OBJECTIVE
Reproduce all of the data exactly.

RECORDS
## Start
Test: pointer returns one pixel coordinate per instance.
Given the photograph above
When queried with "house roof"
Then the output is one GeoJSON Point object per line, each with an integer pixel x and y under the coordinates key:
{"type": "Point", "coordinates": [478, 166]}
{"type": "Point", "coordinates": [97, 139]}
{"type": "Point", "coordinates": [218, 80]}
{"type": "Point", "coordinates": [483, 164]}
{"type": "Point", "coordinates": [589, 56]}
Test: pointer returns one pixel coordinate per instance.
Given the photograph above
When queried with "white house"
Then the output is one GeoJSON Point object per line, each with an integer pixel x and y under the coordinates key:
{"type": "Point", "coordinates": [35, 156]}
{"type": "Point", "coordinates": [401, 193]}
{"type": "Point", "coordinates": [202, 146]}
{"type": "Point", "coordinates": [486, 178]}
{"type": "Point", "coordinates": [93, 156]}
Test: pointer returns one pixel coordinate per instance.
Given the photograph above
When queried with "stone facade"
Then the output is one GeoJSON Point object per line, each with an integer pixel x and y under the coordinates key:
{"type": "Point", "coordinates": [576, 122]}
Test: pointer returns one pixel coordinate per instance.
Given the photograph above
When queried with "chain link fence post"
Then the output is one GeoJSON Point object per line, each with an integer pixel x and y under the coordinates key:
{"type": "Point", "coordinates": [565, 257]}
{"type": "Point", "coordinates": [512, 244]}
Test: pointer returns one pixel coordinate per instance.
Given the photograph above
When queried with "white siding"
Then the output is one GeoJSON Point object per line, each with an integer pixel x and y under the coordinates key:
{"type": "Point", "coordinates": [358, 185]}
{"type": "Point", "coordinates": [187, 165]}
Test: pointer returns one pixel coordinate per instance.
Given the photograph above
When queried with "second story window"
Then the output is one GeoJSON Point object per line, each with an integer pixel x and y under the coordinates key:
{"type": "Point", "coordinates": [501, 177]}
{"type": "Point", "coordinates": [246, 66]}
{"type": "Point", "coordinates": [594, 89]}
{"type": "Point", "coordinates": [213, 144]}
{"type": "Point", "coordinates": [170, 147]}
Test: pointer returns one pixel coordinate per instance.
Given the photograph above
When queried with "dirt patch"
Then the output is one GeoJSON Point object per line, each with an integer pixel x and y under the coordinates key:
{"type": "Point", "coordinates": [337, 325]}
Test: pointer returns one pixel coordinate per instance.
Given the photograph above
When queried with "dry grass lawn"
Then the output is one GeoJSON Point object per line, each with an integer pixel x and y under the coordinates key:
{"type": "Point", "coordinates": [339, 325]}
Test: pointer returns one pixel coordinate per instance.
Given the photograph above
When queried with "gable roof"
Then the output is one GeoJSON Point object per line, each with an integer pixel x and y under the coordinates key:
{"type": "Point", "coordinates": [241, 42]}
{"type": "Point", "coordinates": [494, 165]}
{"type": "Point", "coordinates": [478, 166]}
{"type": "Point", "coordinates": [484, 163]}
## End
CORRECT ANSWER
Test: pointer returns one pixel coordinate per instance.
Given the photograph above
When queried with "house roof"
Then the output is one GeoJSON Point object per line, each with an integer pixel x and y under the coordinates key:
{"type": "Point", "coordinates": [478, 166]}
{"type": "Point", "coordinates": [97, 139]}
{"type": "Point", "coordinates": [218, 80]}
{"type": "Point", "coordinates": [483, 164]}
{"type": "Point", "coordinates": [589, 56]}
Test: pointer returns one pixel coordinate per instance.
Given the photograph above
When queried with "white house"
Then the output is one GeoJSON Point object per line, each with an integer pixel x and y under the coordinates key:
{"type": "Point", "coordinates": [35, 156]}
{"type": "Point", "coordinates": [401, 193]}
{"type": "Point", "coordinates": [202, 146]}
{"type": "Point", "coordinates": [486, 178]}
{"type": "Point", "coordinates": [93, 156]}
Test: pointer returns one pixel coordinate per instance.
Given the photograph above
When queried with "stone facade"
Then the output is one GeoJSON Point object per line, each with an integer pixel x and y under the coordinates key:
{"type": "Point", "coordinates": [576, 122]}
Test: pointer returns one pixel coordinate per instance.
Given the photograph above
When queried with "chain link fence post"
Then the output is one GeoJSON Point object per line, each with an integer pixel x and y under the coordinates key:
{"type": "Point", "coordinates": [565, 257]}
{"type": "Point", "coordinates": [512, 244]}
Test: pointer returns one pixel coordinate per instance.
Given the photograph above
When queried with "white siding"
Then the output is one GeoJSON Point object per line, each with an integer pixel x and y under the coordinates key:
{"type": "Point", "coordinates": [358, 185]}
{"type": "Point", "coordinates": [187, 165]}
Test: pointer returns one pixel coordinate per instance.
Given the photograph above
When queried with "second story window"
Then the output is one GeoJSON Point object per line, each with an integer pixel x and y under the coordinates key:
{"type": "Point", "coordinates": [501, 177]}
{"type": "Point", "coordinates": [246, 66]}
{"type": "Point", "coordinates": [594, 89]}
{"type": "Point", "coordinates": [213, 144]}
{"type": "Point", "coordinates": [170, 147]}
Test: pointer returns one pixel coordinate per instance.
Given the photograph above
When queried with "dirt patch"
Then the output is one GeoJSON Point object per line, each with an integer pixel x and y under the coordinates key:
{"type": "Point", "coordinates": [337, 325]}
Test: pointer returns one pixel coordinate per instance.
Given the photograph above
When queried with "dry grass lawn"
Then the output is one GeoJSON Point object per line, each with an integer pixel x and y under the coordinates key:
{"type": "Point", "coordinates": [339, 325]}
Test: pointer returns one pixel coordinate per instance.
Given the photograph above
When queried with "gable roof"
Then the output is one GeoJSON Point object per line, each with an integer pixel x and y under the coordinates key:
{"type": "Point", "coordinates": [241, 42]}
{"type": "Point", "coordinates": [494, 165]}
{"type": "Point", "coordinates": [478, 166]}
{"type": "Point", "coordinates": [484, 163]}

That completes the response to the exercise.